* _Zadanie do wykonania_
W co, jak przyznaje osoba pisząca w udostępnionym fragmencie, nie wierzy?

Alicya w Krainie Słów


Drogę gubią ci, którzy obracają się za siebie


Koniec nie nadejdzie


HIT lub KIT, czyli film tygodnia


Polecamy


Czytam, bo lubię grozę


Myślenie może zabić

Trafia cię jasny szlag, gdy utkniesz w korku? Klniesz jak szewc, gdy ktoś zajedzie ci drogę? Kiepska pogoda w dniu wolnym od pracy spycha cię na samo dno złego samopoczucia i powoduje totalne czarnowidztwo? Dajesz się sprowokować do kłótni chamskiej ekspedientce? W pracy wciąż czujesz, że to co robisz jest pomijane i niedoceniane? Jeśli tak nie masz, to jesteś szczęściarzem/szczęściarą. Bo ja na każde z pytań mogę odpowiedzieć TAK. Jestem chodzącą kupką czarnych myśli, kłębkiem podrażnianych nerwów i niezadowolenia z siebie. Martwię się jutrem, pojutrzem, tym co za miesiąc i za rok. Każde potknięcie traktuję jak upadek z wieżowca. Pomyślałam więc sobie, że z ciekawości sprawdzę co autor ma mi do zaoferowania i w jakiej formie to podał. Tak z dystansem, bo muszę się wam jeszcze do czegoś przyznać: nie wierzę w poradniki.

* _Zebrany materiał_
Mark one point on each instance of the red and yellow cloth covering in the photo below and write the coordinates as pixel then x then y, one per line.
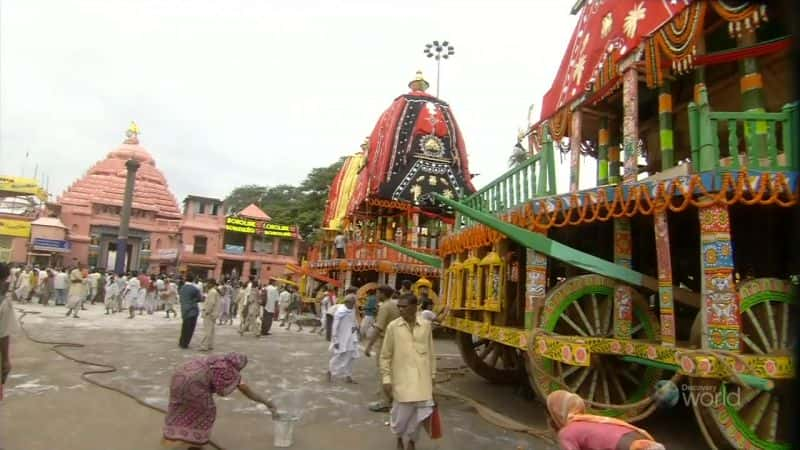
pixel 342 191
pixel 606 33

* _Odpowiedź na zadanie_
W poradniki.